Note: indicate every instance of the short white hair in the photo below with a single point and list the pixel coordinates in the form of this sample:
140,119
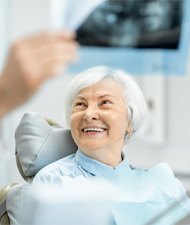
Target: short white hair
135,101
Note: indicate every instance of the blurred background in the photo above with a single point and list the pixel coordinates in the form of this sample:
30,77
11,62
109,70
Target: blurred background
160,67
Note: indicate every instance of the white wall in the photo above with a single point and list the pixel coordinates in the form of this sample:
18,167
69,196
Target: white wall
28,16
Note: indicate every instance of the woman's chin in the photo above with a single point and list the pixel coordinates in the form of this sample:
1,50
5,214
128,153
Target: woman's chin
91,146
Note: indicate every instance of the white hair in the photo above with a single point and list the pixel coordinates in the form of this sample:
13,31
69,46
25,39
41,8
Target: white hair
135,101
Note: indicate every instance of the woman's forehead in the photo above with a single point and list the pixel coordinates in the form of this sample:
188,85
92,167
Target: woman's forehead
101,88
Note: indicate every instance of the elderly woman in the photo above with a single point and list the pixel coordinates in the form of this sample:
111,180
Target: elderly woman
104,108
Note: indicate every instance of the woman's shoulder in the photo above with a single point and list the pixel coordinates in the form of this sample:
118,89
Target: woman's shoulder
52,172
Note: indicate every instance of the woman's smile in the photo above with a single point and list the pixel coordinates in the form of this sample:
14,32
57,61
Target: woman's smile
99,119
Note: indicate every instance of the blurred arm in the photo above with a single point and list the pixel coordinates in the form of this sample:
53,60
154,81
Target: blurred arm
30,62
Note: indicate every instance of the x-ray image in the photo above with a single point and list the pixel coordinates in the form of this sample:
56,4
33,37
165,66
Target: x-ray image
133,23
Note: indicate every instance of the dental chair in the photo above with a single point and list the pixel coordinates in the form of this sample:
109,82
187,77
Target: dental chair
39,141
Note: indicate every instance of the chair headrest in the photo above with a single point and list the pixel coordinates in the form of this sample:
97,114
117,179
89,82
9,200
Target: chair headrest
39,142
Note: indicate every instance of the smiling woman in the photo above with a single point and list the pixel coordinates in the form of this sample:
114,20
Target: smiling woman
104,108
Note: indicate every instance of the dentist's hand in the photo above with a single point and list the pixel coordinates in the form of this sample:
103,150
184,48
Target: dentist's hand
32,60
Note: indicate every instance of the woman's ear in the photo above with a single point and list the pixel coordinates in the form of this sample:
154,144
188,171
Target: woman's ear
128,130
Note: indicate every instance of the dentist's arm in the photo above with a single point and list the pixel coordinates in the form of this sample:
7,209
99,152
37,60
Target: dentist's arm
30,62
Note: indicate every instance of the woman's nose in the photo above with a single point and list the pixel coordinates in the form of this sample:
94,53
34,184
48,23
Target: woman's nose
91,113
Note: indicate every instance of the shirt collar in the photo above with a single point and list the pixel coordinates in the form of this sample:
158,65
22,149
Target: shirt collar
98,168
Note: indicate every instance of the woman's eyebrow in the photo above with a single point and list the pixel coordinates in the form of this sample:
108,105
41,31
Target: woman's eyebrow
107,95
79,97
* * *
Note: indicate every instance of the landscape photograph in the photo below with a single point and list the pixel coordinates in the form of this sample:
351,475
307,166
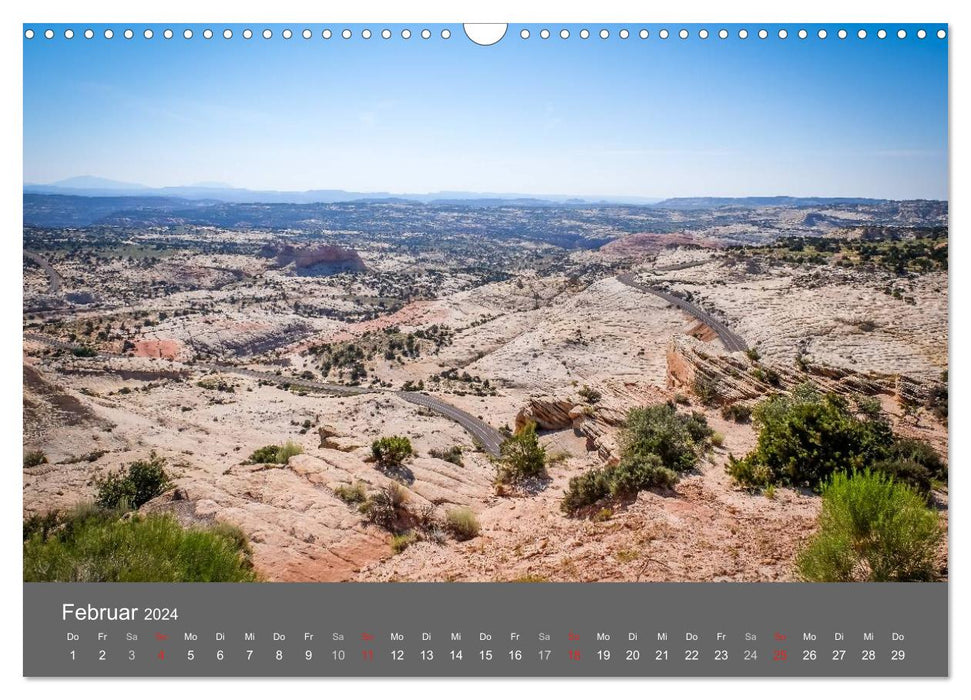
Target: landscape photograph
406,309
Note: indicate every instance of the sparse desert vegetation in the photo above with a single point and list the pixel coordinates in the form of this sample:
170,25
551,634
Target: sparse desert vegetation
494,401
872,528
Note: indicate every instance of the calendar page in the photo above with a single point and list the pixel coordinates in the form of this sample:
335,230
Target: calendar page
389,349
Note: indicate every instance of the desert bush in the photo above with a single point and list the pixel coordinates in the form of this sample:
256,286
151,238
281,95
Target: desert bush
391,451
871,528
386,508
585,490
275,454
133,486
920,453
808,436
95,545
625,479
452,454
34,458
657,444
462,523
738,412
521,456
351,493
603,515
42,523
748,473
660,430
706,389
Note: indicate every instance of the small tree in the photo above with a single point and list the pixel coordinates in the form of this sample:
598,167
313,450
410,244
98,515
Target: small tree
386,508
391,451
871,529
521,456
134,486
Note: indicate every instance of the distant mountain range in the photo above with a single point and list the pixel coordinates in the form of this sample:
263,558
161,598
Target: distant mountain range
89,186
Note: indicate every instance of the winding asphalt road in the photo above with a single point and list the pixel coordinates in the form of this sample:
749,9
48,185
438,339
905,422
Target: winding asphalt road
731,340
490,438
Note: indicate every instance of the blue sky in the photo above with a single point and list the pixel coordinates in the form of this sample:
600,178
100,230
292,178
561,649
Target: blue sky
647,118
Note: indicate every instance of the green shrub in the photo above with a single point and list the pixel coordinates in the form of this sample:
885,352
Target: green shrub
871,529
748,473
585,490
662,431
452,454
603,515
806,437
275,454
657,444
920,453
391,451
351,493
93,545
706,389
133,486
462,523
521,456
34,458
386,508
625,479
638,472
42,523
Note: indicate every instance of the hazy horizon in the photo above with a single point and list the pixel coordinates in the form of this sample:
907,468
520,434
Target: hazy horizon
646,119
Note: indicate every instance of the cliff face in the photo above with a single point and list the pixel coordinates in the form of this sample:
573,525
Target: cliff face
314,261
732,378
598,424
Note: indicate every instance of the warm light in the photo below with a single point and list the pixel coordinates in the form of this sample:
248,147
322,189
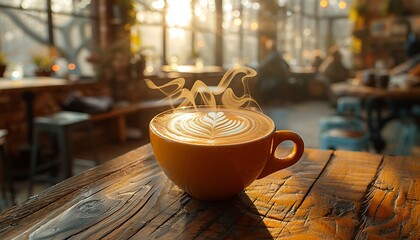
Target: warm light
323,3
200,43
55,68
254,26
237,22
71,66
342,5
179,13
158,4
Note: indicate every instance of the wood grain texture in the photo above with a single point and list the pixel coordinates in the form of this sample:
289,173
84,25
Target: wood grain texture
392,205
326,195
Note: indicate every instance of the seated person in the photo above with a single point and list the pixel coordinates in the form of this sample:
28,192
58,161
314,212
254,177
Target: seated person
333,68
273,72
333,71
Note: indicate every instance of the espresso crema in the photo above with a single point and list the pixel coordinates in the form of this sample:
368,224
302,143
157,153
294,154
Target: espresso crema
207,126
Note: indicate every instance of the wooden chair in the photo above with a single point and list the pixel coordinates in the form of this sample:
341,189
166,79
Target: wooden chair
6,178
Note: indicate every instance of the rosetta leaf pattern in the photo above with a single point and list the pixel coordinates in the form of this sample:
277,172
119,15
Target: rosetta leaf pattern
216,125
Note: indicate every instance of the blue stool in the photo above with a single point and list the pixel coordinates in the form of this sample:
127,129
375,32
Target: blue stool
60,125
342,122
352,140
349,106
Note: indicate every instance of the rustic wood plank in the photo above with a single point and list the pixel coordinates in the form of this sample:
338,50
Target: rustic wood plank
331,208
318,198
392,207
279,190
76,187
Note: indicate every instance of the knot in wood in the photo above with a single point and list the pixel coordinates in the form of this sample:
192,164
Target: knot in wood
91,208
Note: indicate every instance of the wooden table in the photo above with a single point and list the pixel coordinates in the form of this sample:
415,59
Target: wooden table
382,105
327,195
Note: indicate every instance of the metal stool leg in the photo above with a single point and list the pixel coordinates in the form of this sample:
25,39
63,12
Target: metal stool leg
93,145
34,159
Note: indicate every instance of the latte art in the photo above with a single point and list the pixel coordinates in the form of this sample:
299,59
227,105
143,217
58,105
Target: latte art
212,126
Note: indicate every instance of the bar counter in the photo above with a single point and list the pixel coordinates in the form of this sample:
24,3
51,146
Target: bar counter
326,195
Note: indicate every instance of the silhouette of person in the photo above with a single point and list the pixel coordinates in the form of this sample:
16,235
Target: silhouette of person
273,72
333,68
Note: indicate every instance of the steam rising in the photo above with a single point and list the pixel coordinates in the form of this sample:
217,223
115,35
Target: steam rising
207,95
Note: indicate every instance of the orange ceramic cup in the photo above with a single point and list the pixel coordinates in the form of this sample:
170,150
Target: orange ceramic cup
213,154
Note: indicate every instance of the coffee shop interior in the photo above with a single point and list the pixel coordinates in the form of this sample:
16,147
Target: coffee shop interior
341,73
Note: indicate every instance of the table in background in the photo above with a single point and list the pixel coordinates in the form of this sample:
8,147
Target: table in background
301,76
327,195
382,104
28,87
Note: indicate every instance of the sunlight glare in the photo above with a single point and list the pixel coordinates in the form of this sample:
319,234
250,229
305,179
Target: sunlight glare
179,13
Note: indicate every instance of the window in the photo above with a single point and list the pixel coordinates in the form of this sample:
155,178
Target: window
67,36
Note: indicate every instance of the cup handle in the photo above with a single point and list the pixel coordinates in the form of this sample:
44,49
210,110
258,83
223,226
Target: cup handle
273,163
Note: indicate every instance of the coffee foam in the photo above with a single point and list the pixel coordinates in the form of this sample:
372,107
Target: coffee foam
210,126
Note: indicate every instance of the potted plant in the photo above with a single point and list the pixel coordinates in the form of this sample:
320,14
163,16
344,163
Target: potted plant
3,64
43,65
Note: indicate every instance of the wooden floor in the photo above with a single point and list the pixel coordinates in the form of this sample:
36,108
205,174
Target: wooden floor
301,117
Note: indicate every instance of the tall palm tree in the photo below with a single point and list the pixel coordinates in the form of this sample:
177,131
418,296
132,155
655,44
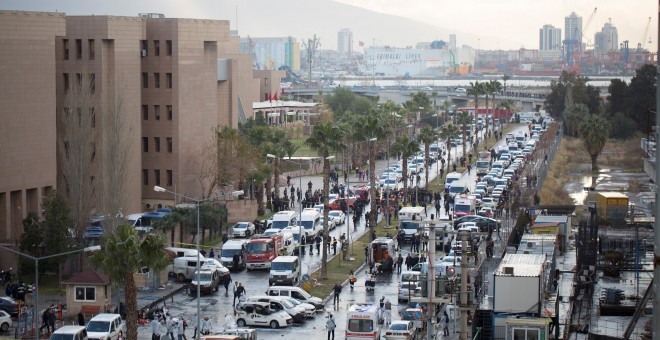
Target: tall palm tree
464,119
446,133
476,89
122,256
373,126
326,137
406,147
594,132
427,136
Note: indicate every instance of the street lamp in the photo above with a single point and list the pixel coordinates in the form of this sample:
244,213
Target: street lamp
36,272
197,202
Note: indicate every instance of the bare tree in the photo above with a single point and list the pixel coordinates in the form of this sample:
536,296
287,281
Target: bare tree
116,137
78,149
==
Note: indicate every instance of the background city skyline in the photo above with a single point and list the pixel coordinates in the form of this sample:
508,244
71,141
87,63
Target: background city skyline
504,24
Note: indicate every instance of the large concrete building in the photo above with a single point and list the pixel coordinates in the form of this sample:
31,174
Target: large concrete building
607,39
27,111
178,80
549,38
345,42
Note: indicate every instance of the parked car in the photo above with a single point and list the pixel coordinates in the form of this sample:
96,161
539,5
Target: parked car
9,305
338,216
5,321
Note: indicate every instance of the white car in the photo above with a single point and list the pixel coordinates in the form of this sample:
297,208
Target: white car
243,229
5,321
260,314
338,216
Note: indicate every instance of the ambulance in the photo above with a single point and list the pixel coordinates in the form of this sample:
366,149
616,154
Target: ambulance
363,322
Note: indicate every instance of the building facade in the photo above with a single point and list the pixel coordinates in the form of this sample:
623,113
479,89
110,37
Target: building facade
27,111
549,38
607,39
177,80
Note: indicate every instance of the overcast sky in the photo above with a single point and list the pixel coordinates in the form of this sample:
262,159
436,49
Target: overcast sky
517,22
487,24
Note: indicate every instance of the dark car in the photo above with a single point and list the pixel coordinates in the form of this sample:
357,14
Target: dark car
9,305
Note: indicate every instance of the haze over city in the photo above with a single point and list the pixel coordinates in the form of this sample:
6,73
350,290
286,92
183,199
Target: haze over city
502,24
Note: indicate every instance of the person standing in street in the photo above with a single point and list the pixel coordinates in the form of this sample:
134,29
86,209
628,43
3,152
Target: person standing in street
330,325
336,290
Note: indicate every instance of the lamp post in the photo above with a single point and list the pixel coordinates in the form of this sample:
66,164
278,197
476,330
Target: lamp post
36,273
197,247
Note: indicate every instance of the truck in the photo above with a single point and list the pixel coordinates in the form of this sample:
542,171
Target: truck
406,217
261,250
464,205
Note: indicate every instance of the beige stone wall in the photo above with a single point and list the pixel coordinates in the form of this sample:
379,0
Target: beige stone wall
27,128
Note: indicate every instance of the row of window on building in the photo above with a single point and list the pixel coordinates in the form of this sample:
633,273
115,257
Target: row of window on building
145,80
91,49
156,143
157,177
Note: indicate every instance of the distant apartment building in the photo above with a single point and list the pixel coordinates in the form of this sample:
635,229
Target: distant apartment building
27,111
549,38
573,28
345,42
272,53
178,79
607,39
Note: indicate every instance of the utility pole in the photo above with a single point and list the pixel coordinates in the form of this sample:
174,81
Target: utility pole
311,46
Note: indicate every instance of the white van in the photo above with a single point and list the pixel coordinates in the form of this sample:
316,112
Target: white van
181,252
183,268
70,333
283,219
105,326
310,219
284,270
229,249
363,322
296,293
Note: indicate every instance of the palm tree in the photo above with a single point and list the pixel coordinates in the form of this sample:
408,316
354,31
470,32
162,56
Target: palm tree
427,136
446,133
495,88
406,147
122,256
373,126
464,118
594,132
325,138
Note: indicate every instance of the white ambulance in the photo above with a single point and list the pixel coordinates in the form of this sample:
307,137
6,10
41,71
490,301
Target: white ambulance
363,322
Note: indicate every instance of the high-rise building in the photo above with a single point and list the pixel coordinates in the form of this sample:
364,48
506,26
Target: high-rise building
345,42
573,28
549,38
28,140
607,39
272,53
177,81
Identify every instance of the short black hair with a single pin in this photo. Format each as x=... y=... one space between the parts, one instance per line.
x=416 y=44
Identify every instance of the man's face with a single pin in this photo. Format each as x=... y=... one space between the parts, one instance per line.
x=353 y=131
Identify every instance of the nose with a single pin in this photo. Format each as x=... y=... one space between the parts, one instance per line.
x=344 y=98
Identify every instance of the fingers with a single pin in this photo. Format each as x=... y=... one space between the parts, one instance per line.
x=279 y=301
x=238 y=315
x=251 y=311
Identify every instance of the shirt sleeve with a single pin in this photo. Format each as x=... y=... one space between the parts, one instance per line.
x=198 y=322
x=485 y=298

• Stated exercise:
How many of the lines above contain the word "blue"? Reply with the number alone.

• Response to this task:
4